## Task requirements
Rewrite the lines below, changing "indicate" to "mark" everywhere it occurs and leaving everything else untouched.

** START OF Input records **

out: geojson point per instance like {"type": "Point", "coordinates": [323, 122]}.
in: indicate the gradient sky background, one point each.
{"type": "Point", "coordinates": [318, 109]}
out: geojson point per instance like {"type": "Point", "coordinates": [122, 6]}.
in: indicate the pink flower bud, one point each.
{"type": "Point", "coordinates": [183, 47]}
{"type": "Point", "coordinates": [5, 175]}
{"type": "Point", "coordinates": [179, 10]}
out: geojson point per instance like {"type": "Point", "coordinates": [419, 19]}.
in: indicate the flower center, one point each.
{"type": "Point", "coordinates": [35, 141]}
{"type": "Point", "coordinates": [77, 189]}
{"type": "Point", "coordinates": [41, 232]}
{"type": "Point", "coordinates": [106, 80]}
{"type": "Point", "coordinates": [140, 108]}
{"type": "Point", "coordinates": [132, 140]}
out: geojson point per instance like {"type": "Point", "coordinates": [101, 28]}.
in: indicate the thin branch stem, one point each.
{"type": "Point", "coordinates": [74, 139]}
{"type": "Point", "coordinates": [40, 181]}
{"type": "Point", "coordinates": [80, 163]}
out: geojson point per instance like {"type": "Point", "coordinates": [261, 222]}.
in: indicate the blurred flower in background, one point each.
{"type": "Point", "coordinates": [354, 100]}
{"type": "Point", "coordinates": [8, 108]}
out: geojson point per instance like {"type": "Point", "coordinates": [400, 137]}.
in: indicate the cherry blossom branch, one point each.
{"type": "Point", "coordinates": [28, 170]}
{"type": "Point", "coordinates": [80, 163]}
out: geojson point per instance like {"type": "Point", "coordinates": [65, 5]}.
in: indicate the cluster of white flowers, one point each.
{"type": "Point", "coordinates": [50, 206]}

** END OF Input records **

## Solution for this problem
out: geojson point per instance like {"type": "Point", "coordinates": [323, 122]}.
in: mark the gradient sky background, one point each.
{"type": "Point", "coordinates": [318, 109]}
out: geojson point per instance like {"type": "Point", "coordinates": [122, 6]}.
in: mark the pink flower bud, one point each.
{"type": "Point", "coordinates": [183, 47]}
{"type": "Point", "coordinates": [5, 175]}
{"type": "Point", "coordinates": [179, 10]}
out: geojson point per instance like {"type": "Point", "coordinates": [419, 19]}.
in: mark the flower center, one point each.
{"type": "Point", "coordinates": [35, 141]}
{"type": "Point", "coordinates": [77, 189]}
{"type": "Point", "coordinates": [41, 232]}
{"type": "Point", "coordinates": [106, 80]}
{"type": "Point", "coordinates": [140, 108]}
{"type": "Point", "coordinates": [132, 140]}
out: geojson point per instance like {"type": "Point", "coordinates": [101, 28]}.
in: mark the thin branch stem, one point each.
{"type": "Point", "coordinates": [74, 139]}
{"type": "Point", "coordinates": [40, 181]}
{"type": "Point", "coordinates": [80, 163]}
out: geojson point per instance like {"type": "Point", "coordinates": [261, 222]}.
in: mark the blurred flower in background, one point each.
{"type": "Point", "coordinates": [354, 100]}
{"type": "Point", "coordinates": [8, 108]}
out: geojson point per instance like {"type": "Point", "coordinates": [400, 137]}.
in: mark the cherry blossom branch, one point each.
{"type": "Point", "coordinates": [28, 170]}
{"type": "Point", "coordinates": [80, 163]}
out: geojson point per instance like {"type": "Point", "coordinates": [65, 5]}.
in: mark the cluster of white flowers, one point each.
{"type": "Point", "coordinates": [50, 206]}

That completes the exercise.